SUPPLIED PASSAGE:
--------------------
Another consideration is the manner in which health outcome statistics are defined. For example, the United States is more liberal in accounting for pre-mature births. Since “premies” are more likely to die, this increases infant mortality and lowers life expectancy. A broader critique of these statistics comes from Whitman (2008) who critiques a World Health Organization report (2000) and its implicit assumptions: “some of them are logically incoherent, some characterized by substantial uncertainty, and some rooted in ideological beliefs and values that not everyone shares”.

Whitman also takes the WHO report to task because it makes no reference to variance in lifestyle choices between countries: “The WHO approach holds health systems responsible not just for treating lung cancer, but for preventing smoking in the first place; not just for treating heart disease, but for getting people to exercise and lay off the fatty foods.” Of course, such problems are largely beyond the control of a health care system and such an analysis is clearly inferior in that it ignores individual and cultural preferences—as well as the inherent trade-offs between health and other economic goods.

Lifestyle choices are important, but systematically ignored in these discussions. Proponents of more government intervention point to European countries with heavier government involvement and better health outcome statistics. But Singapore has considerably less government involvement in health care—with one-fifth of U.S. expenditures per capita and one-fourth in terms of GDP (Weber, 2008). Clearly, the level of government involvement is not the primary explanation.[4]

It’s worth noting that one would expect government intervention to be relatively effective within a smaller, more homogeneous population. But neither of those characteristics describe America. If one wants more government activism on that basis, then advocacy of small, local, and state experiments makes far more sense than leaping into one, grand, risky, federal experiment.

One other difference has received a lot of attention: differences in Medicare spending by region. The assumption is that medical decisions are driven by “cultural” factors of a sort—that doctors and patients grow accustomed to levels of health care not found in other areas of the country. Moreover, these higher spending levels do not seem to be correlated with better health outcomes. For example, Wennberg et. al. (2002) find that rates of illness do not explain differences in spending across regions.
--------------------
RECORD EXCERPTS:
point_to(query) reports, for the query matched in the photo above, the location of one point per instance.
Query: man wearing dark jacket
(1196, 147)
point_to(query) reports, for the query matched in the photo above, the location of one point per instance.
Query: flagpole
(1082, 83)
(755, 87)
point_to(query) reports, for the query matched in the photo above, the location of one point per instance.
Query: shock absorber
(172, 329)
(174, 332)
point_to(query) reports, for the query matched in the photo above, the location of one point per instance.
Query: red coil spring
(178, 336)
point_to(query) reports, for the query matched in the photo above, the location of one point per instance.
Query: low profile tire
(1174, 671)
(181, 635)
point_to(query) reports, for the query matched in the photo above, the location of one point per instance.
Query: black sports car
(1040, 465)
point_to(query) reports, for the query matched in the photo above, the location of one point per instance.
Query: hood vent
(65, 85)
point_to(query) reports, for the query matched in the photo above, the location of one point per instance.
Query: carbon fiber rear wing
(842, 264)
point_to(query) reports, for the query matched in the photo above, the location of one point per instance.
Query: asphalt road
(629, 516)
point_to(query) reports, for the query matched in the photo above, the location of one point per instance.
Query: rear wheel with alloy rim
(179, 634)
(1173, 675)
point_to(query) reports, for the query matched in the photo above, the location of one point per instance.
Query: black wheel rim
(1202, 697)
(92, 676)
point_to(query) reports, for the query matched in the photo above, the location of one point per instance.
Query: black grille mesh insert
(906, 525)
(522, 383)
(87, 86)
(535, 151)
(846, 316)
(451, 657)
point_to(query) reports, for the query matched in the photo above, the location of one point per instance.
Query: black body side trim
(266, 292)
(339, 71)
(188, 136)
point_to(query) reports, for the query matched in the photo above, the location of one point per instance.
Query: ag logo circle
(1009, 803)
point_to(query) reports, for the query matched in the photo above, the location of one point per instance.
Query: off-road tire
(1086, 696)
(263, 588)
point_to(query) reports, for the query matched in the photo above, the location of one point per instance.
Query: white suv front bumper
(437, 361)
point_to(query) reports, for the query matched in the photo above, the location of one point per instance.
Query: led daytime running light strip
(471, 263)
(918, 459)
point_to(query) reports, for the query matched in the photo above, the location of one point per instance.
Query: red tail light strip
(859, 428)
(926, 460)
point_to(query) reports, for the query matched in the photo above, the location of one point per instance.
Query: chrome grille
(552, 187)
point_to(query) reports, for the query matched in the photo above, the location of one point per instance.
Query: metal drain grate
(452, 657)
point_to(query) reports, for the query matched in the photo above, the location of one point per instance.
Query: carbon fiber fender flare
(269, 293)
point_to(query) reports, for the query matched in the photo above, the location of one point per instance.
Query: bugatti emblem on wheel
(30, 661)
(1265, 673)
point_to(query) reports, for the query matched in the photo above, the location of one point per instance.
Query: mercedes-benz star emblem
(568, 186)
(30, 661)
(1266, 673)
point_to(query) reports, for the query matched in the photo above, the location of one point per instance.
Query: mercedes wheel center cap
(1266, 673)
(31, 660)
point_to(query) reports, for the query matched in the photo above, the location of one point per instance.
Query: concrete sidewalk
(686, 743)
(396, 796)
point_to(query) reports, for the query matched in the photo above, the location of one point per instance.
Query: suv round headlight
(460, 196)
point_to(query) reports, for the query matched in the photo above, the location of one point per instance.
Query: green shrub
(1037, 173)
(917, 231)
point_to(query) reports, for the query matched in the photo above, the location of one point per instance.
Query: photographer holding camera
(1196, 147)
--------------------
REQUIREMENT 1:
According to the health care passage, what fraction of U.S. per-capita health care expenditures does Singapore spend?
REQUIREMENT 2:
For each statement, say whether it agrees with the health care passage, and quote the words that decide it.
(a) The United States is more liberal in accounting for premature births.
(b) Singapore has more government involvement in health care than the United States.
(c) Wennberg et al. find that rates of illness explain differences in spending across regions.
REQUIREMENT 3:
Continue the health care passage, starting after its final sentence.
The entries are separate material and have no connection to the health care passage.

ANSWER 1:
One-fifth.

ANSWER 2:
(a) Yes: "the United States is more liberal in accounting for pre-mature births."
(b) No: "Singapore has considerably less government involvement in health care."
(c) No: "rates of illness do not explain differences in spending across regions."

ANSWER 3:
Taken at face value, this calls for decreased Medicare spending in those regions—an opportunity to reduce expenditures without compromising health care. Again, this is consistent with Cutler’s (1995) observation that the impact of spending on the insured is not correlated with outcomes. Rettenmaier and Saving (2009a) note that this is “one of the leading rationales for reform” in Medicare. But this factoid could be more easily used to motivate less rather than more government involvement—with Medicare in particular and health care in general.

They observe that “some of the variation in Medicare spending can be linked to a state’s income, demographics, health market conditions and the population’s underlying health risks”. They also acknowledge that “there remains some persistent variation that has often been attributed to differences in the way health care is practiced”. But they find that “the same pattern of regional variation observed for Medicare spending does not necessary hold when other measures are used.”

They also investigate the percentage of uninsureds as an explanatory variable. “As expected, a higher uninsured rate is associated with lower state health care spending in the non-Medicare/Medicaid population. In contrast, a higher percent of the population with no insurance resulted in higher Medicare spending per enrollee, indicating cost shifting to Medicare.”

In any case, this debate underlines the importance of closely equating care with costs—restoring “price tags” to health care. This can only be accomplished through market-based incentives.






[4] Lifestyle choices also extend beyond “health”. Krug et. al. (1998) finds that firearm mortality rates are eight times higher in America than in its economic counterparts (14.24 vs. 1.76 per 100,000)—and the rate in the Americas exceeds those in Asia by 95-fold.